- WHAT IS EXPECTED:
Starting at the line that contains "Point out the building", restate each line word for word through the final line of the data, keeping both ends.

- PROVIDED ENTRIES:
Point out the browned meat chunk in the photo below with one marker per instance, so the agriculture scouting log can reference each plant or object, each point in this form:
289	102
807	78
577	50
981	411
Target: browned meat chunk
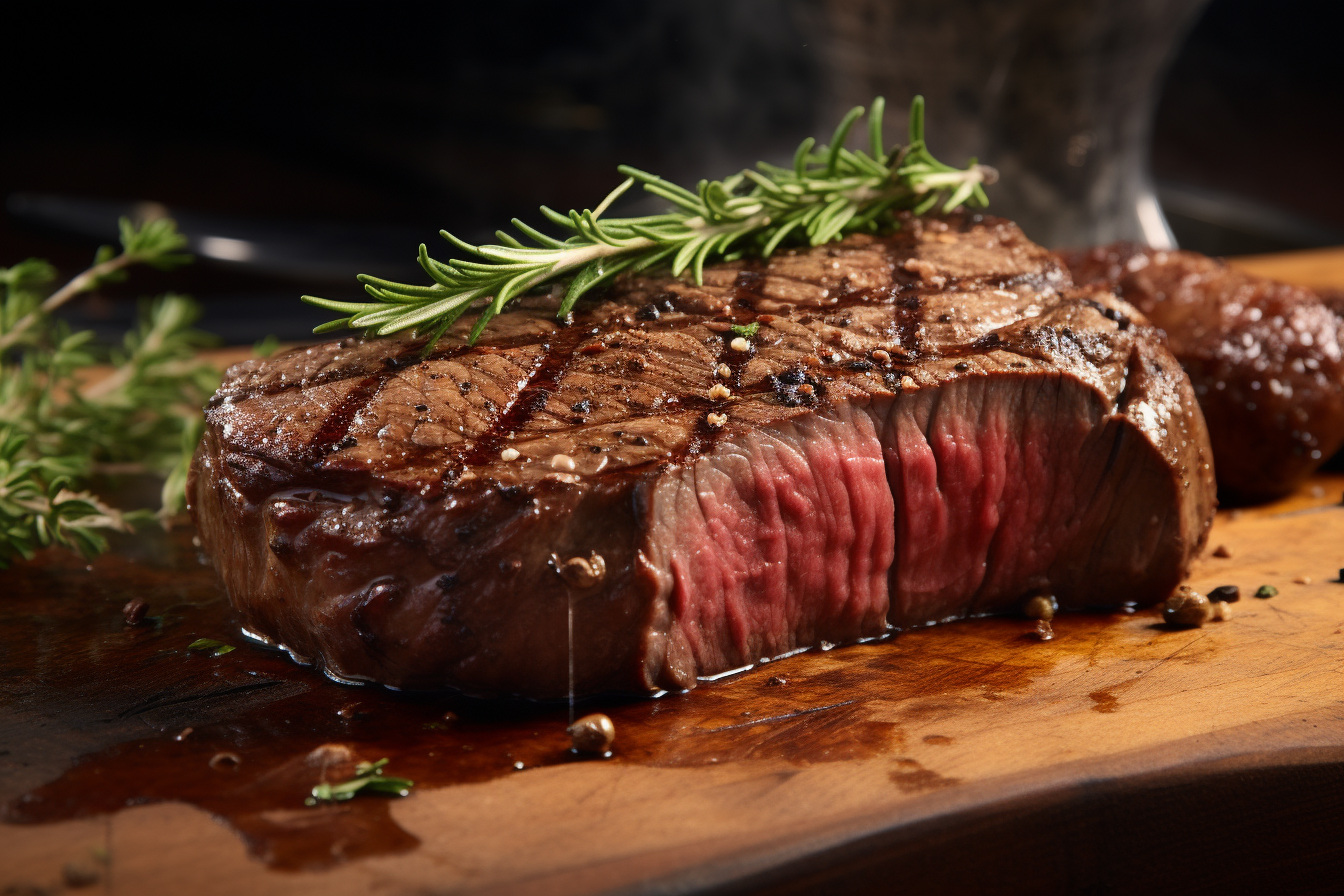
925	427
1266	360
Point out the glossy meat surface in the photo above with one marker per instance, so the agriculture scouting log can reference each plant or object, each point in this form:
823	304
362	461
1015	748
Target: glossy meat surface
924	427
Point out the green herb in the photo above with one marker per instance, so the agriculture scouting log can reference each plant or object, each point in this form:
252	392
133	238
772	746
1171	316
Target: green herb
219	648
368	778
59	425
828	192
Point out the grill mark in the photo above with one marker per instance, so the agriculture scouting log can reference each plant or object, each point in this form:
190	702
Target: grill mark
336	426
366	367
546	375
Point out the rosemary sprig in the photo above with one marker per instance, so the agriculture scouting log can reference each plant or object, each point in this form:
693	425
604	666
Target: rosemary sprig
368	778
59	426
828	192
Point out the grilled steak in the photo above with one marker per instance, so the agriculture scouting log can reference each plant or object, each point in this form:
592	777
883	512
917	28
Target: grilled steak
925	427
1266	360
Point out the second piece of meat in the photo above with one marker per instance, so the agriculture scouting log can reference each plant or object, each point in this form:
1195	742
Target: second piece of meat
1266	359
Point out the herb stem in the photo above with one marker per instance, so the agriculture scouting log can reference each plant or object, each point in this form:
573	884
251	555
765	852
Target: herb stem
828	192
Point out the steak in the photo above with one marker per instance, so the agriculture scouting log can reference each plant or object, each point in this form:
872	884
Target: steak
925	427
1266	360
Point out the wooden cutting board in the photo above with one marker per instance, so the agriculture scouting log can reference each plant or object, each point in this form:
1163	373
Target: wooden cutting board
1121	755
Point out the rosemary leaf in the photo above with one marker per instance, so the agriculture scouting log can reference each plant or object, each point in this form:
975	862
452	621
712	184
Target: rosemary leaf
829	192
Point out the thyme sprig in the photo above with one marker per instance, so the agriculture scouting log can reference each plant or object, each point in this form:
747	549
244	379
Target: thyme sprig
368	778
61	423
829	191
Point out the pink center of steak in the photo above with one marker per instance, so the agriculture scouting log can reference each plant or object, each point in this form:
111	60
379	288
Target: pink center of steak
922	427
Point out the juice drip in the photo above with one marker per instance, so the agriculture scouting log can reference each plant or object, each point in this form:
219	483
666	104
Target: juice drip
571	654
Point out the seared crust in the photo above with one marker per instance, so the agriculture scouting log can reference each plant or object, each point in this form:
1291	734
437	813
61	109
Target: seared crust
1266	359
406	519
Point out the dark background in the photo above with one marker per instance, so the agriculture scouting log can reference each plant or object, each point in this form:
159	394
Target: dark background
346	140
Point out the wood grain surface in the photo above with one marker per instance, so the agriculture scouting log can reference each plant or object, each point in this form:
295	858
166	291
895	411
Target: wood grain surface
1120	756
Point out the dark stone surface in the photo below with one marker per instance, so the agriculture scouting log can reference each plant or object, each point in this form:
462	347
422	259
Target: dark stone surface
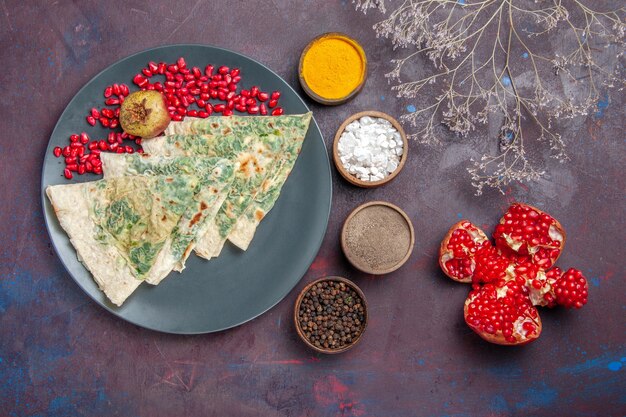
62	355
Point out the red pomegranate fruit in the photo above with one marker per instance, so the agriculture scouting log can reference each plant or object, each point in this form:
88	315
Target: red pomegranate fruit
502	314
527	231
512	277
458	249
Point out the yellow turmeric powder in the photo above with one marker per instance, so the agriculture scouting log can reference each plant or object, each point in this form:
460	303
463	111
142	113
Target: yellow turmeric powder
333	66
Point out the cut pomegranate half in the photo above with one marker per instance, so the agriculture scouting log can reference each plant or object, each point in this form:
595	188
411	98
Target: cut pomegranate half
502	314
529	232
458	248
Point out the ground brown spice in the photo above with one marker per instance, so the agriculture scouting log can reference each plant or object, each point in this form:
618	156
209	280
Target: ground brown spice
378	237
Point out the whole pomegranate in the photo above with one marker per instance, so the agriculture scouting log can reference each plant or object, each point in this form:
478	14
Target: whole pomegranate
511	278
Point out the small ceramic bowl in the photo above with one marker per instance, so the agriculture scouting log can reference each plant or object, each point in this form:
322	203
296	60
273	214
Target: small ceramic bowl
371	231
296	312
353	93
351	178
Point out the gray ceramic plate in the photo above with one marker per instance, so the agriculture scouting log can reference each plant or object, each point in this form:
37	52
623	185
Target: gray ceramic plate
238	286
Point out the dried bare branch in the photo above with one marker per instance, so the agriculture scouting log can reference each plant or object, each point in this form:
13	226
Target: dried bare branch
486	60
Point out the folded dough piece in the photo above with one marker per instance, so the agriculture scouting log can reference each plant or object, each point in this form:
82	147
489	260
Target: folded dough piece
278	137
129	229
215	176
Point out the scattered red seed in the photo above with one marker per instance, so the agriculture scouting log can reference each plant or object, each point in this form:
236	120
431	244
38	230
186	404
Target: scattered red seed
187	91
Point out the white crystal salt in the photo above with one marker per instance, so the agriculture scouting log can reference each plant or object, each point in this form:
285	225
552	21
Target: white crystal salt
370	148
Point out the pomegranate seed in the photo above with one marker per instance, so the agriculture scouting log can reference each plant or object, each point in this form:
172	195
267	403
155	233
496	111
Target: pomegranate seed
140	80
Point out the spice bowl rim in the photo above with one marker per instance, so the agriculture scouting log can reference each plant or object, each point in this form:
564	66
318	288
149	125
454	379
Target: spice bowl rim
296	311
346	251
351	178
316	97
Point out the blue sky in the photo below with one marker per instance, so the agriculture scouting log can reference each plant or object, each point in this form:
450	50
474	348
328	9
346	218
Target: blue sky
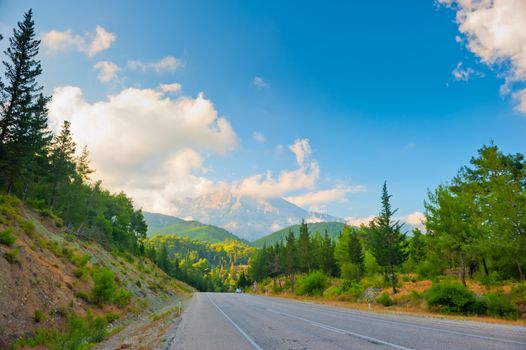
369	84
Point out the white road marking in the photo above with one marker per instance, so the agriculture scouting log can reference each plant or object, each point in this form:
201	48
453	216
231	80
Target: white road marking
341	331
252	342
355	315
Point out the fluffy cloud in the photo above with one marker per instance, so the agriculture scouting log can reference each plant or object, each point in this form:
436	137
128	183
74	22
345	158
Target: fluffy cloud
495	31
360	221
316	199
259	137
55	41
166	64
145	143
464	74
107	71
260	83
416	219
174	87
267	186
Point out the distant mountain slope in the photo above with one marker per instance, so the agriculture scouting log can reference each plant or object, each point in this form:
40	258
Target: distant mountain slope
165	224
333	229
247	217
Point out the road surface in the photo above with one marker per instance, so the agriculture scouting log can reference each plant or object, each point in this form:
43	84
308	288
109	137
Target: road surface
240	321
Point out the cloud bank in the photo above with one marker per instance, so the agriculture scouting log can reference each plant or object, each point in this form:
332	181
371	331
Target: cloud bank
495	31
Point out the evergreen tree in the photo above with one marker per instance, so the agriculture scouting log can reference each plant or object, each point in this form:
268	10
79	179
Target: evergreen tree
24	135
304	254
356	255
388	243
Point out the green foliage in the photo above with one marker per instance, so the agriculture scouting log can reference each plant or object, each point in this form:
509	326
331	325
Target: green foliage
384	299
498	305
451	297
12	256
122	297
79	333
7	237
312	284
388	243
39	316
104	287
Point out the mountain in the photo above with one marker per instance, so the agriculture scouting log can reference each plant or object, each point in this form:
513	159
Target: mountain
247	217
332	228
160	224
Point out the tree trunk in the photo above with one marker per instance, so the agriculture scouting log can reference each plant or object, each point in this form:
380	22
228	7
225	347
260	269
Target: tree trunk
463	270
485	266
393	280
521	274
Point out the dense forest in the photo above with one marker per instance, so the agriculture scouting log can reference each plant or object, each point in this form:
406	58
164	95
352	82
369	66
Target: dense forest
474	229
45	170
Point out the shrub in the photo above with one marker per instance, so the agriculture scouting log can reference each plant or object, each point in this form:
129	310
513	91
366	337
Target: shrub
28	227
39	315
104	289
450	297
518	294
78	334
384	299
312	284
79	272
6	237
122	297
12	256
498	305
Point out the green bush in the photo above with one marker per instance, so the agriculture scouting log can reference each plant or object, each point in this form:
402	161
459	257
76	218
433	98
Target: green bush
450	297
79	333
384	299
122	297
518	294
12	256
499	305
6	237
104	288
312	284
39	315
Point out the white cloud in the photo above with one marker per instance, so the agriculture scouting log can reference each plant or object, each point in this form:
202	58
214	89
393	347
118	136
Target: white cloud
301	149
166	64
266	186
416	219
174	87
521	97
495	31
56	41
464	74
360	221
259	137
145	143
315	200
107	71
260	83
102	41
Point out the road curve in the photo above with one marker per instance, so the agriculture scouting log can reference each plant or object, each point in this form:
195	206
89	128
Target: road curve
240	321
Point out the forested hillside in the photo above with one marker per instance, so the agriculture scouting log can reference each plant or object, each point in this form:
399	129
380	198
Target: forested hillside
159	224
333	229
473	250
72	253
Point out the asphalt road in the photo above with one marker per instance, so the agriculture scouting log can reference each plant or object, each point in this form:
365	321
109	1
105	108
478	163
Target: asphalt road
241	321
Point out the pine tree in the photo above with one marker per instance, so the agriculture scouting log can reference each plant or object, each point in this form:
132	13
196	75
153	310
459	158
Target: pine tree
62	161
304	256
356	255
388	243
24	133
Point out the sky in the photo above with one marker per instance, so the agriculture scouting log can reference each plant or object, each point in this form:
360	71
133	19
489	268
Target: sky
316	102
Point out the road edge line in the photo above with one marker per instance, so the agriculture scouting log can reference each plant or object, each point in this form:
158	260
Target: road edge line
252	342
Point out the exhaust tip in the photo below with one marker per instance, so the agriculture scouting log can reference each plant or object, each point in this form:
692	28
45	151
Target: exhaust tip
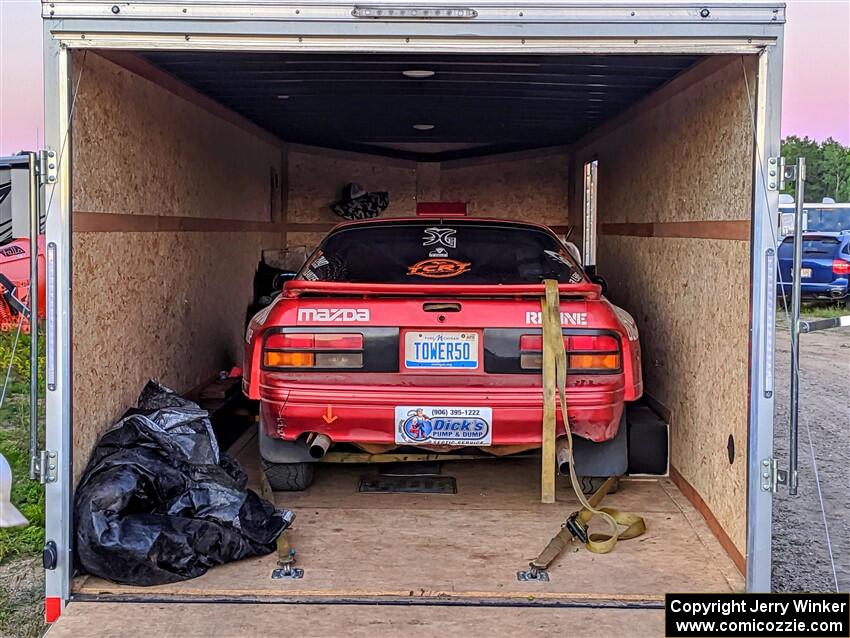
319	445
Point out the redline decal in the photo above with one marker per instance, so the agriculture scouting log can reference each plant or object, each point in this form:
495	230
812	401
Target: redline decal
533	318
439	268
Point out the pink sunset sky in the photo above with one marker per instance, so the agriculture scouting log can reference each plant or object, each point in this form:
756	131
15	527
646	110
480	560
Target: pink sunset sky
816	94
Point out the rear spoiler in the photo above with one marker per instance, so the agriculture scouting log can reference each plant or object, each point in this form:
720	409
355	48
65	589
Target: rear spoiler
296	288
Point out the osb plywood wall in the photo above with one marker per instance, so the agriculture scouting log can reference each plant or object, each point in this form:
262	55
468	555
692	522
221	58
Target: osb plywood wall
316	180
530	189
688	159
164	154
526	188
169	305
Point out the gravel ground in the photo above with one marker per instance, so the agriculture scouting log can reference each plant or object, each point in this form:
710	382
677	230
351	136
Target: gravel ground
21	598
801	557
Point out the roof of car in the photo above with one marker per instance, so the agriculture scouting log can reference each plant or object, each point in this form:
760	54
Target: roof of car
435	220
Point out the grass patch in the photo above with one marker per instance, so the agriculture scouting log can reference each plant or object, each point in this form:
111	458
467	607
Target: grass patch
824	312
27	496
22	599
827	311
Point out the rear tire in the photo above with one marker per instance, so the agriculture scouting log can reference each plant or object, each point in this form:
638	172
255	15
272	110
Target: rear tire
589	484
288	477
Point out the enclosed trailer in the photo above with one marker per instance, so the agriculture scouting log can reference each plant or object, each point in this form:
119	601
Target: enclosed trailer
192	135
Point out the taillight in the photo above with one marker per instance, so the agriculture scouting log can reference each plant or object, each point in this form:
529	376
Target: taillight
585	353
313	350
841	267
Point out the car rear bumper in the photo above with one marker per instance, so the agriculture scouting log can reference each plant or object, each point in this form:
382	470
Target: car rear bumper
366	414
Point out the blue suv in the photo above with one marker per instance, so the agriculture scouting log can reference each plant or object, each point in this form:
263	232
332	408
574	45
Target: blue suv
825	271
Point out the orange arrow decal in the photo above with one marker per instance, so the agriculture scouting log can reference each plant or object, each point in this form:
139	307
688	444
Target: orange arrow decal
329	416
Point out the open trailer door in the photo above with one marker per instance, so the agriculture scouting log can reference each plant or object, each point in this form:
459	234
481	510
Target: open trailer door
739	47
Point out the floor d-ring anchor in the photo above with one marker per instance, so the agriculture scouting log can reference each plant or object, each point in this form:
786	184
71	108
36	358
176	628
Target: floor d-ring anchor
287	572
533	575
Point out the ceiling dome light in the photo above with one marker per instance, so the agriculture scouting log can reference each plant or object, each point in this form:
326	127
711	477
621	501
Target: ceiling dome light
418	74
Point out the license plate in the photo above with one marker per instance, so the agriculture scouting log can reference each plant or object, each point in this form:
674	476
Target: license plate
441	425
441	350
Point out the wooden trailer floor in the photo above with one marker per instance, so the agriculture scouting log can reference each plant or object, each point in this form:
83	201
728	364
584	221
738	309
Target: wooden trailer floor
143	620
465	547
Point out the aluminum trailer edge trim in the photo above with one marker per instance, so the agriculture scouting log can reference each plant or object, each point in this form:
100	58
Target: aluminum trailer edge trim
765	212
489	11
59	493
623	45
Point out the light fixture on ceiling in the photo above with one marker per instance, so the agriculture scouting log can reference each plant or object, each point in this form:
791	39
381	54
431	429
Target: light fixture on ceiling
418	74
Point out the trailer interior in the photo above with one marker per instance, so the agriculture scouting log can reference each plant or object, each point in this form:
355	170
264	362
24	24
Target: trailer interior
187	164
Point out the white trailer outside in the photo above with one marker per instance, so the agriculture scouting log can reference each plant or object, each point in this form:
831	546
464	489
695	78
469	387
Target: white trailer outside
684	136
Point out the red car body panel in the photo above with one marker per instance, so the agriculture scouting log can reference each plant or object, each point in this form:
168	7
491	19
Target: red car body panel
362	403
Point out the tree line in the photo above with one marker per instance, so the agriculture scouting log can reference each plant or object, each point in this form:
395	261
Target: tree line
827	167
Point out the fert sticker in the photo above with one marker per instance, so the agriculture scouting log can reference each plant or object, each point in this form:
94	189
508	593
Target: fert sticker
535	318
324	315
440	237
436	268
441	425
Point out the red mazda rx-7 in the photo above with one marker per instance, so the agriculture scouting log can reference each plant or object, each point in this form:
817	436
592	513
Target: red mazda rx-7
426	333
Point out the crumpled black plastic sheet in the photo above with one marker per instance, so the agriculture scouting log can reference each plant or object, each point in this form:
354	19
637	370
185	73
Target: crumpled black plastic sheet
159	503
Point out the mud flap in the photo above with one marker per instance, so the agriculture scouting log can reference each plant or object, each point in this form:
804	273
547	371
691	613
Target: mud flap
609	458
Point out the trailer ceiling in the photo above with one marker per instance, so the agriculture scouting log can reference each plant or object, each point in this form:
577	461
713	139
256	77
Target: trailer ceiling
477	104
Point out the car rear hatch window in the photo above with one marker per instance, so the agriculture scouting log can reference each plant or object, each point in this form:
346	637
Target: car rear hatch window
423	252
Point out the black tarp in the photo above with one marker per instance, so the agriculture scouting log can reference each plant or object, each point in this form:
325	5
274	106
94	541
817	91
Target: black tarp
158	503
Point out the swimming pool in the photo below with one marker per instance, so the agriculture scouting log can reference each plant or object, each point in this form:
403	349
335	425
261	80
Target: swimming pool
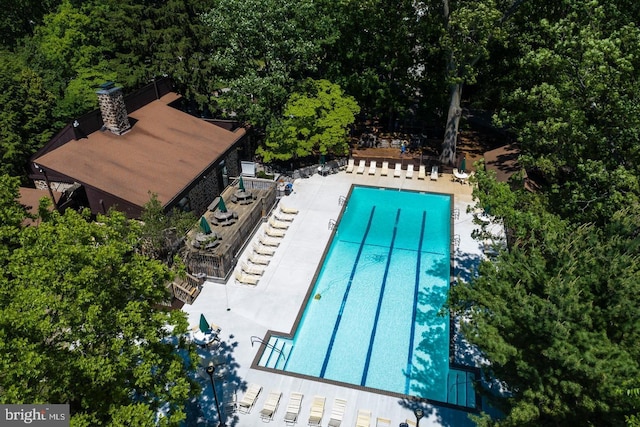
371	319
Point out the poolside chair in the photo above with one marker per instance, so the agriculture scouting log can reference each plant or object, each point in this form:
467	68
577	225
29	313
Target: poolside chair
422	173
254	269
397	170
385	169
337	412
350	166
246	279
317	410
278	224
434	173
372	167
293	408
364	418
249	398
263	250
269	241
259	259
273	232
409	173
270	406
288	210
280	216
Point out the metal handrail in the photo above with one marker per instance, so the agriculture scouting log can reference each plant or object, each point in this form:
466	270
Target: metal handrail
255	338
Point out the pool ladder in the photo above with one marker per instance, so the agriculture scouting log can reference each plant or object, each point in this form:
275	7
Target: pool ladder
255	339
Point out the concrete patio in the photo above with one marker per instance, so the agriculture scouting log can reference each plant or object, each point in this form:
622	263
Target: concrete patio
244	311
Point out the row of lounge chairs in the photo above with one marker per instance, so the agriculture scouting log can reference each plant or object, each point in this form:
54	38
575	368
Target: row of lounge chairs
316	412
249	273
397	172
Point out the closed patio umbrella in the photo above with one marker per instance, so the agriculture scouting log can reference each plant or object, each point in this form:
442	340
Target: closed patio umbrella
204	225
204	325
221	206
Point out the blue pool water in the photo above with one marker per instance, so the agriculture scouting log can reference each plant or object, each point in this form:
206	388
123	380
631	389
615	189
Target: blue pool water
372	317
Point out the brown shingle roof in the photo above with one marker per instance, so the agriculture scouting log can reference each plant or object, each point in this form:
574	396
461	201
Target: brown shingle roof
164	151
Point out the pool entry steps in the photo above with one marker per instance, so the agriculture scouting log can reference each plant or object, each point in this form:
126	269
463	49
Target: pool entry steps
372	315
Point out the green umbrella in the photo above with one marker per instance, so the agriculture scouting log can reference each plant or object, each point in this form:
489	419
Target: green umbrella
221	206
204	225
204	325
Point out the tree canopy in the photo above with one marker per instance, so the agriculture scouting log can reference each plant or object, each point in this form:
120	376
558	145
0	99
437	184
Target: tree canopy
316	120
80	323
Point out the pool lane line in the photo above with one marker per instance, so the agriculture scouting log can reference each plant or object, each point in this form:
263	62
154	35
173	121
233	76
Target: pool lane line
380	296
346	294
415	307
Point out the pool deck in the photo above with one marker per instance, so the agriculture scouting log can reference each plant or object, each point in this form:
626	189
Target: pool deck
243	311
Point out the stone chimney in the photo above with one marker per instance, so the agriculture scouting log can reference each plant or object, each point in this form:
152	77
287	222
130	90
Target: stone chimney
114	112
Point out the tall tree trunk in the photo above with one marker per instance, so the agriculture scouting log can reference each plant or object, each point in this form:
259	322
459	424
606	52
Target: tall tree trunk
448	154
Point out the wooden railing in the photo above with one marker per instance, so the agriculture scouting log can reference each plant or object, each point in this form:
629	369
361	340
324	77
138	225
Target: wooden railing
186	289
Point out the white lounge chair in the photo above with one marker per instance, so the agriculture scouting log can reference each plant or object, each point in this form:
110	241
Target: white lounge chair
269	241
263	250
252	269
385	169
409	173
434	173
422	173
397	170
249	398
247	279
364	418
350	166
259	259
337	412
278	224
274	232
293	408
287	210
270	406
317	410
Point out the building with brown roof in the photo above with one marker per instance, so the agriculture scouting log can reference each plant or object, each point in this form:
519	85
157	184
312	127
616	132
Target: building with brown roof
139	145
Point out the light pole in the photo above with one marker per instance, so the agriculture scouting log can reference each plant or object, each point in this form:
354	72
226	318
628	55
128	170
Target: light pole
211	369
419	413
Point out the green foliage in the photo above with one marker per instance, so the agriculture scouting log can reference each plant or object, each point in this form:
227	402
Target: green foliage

- THE COMPLETED TASK:
Point out the building with brown roof in the photo above with one marker per instance, so the agriculture scouting log can reference each plant or object, each point in this form:
519	85
157	184
312	127
616	132
Target: building with brown roof
139	145
Point out the light pole in the photo above with one marker per instance, so the agriculture scouting log can reference each plant or object, each point in this form:
354	72
226	318
628	55
128	170
Target: light pole
211	369
419	413
Point out the green foliage in the photo above with one marker per instance, so the agriculture scouting log can reference each plant or object, each point in this form:
227	402
Target: green foliage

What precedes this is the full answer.